Start of The input

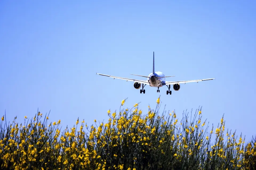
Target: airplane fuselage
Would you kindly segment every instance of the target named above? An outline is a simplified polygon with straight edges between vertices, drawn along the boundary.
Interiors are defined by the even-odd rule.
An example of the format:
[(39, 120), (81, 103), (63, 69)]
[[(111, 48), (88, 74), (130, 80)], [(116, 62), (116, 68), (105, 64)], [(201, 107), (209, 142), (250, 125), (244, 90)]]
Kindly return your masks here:
[(151, 73), (149, 75), (149, 77), (147, 78), (147, 81), (149, 83), (149, 86), (151, 87), (162, 87), (163, 84), (165, 81), (165, 78), (158, 78), (164, 77), (165, 75), (161, 71), (156, 71), (155, 74)]

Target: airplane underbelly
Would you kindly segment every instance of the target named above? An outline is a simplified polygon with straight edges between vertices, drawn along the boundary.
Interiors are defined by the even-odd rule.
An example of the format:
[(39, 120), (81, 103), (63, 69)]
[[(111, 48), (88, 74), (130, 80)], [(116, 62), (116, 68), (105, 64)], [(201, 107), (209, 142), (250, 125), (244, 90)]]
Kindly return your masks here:
[(150, 79), (149, 80), (149, 85), (152, 87), (159, 87), (162, 86), (161, 80), (154, 78)]

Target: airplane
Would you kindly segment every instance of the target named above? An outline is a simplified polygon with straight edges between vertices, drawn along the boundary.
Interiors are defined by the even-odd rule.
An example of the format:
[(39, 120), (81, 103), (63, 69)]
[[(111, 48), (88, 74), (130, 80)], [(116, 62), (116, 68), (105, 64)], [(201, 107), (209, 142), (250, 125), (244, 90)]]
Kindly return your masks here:
[[(215, 78), (207, 79), (201, 79), (200, 80), (189, 80), (187, 81), (166, 81), (165, 78), (171, 77), (174, 77), (175, 76), (166, 76), (163, 74), (161, 71), (155, 71), (155, 53), (154, 52), (153, 52), (153, 72), (149, 74), (148, 76), (145, 76), (130, 74), (131, 75), (133, 75), (138, 76), (140, 76), (145, 77), (147, 78), (147, 80), (142, 80), (133, 79), (132, 79), (117, 77), (113, 76), (103, 74), (96, 73), (96, 75), (99, 74), (101, 75), (104, 76), (109, 77), (115, 79), (121, 79), (126, 80), (126, 82), (129, 81), (135, 82), (133, 84), (133, 87), (137, 89), (139, 89), (141, 87), (142, 89), (141, 89), (140, 92), (141, 94), (143, 92), (143, 94), (145, 94), (145, 89), (144, 89), (145, 86), (146, 85), (149, 85), (150, 87), (157, 87), (158, 89), (157, 92), (160, 92), (160, 90), (159, 87), (162, 87), (163, 86), (166, 85), (168, 88), (168, 90), (166, 91), (166, 94), (168, 95), (171, 94), (171, 91), (170, 90), (171, 88), (171, 85), (173, 86), (173, 90), (175, 91), (178, 91), (180, 88), (180, 84), (184, 83), (186, 84), (187, 83), (191, 82), (198, 82), (210, 80), (215, 79)], [(141, 84), (142, 85), (141, 86)]]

End of The input

- Given request -
Recast all of the data above as a JSON list of strings, one string per line, with blank lines omitted. Leave the picture line out of your answer.

- Exercise solution -
[
  "Target: airplane fuselage",
  "Would you kindly segment every instance of the target named above? An outline is a simplified polygon with straight edges between vertices, drawn along the boundary.",
  "Interiors are defined by the even-odd rule.",
  "An example of the format:",
  "[(39, 120), (81, 103), (63, 69)]",
  "[[(111, 48), (88, 74), (130, 80)], [(116, 62), (116, 68), (105, 64)], [(201, 107), (209, 142), (250, 125), (244, 90)]]",
  "Kindly return your masks here:",
  "[(151, 73), (149, 75), (149, 77), (147, 78), (147, 81), (149, 83), (149, 86), (151, 87), (162, 87), (163, 84), (165, 81), (165, 78), (158, 78), (164, 77), (165, 75), (161, 71), (156, 71), (155, 74)]",
  "Target: airplane underbelly",
  "Would you kindly segment every instance of the target named above? An outline is a simplified polygon with straight edges between vertices, drawn along the boundary.",
  "Interiors are defined by the even-odd rule.",
  "An example of the format:",
  "[(39, 120), (81, 103), (63, 69)]",
  "[[(111, 48), (88, 74), (130, 80)], [(116, 62), (116, 68), (105, 64)], [(201, 107), (209, 142), (250, 125), (244, 90)]]",
  "Kindly return your masks here:",
  "[(150, 79), (149, 80), (149, 85), (152, 87), (159, 87), (162, 86), (161, 80), (154, 78)]",
  "Target: airplane",
  "Would you kindly segment every instance of the target named above? An outline is a simplified polygon with straight edges between vertices, drawn along the boundary.",
  "Interiors are defined by the even-odd rule.",
  "An example of the format:",
  "[(39, 120), (81, 103), (63, 69)]",
  "[[(111, 48), (88, 74), (130, 80)], [(116, 62), (116, 68), (105, 64)], [(201, 107), (209, 142), (250, 125), (244, 90)]]",
  "Kindly return your masks here:",
  "[[(215, 78), (207, 79), (201, 79), (200, 80), (189, 80), (187, 81), (166, 81), (165, 78), (171, 77), (174, 77), (175, 76), (166, 76), (163, 74), (161, 71), (155, 71), (155, 53), (154, 52), (153, 52), (153, 72), (149, 74), (148, 76), (145, 76), (130, 74), (131, 75), (133, 75), (138, 76), (140, 76), (145, 77), (147, 78), (147, 80), (142, 80), (133, 79), (132, 79), (117, 77), (113, 76), (103, 74), (96, 73), (96, 75), (99, 74), (101, 75), (104, 76), (109, 77), (115, 79), (121, 79), (126, 80), (126, 82), (129, 81), (135, 82), (133, 84), (133, 87), (137, 89), (139, 89), (141, 87), (142, 89), (141, 89), (140, 92), (141, 94), (143, 92), (143, 94), (145, 94), (145, 89), (144, 89), (145, 86), (146, 85), (149, 85), (150, 87), (157, 87), (158, 89), (157, 92), (160, 92), (160, 90), (159, 87), (162, 87), (163, 86), (166, 85), (168, 88), (168, 90), (166, 91), (166, 94), (168, 95), (171, 94), (171, 91), (170, 90), (171, 88), (171, 85), (173, 86), (173, 90), (175, 91), (178, 91), (180, 88), (180, 84), (184, 83), (186, 84), (187, 83), (191, 82), (198, 82), (210, 80), (215, 79)], [(141, 84), (142, 85), (141, 86)]]"
]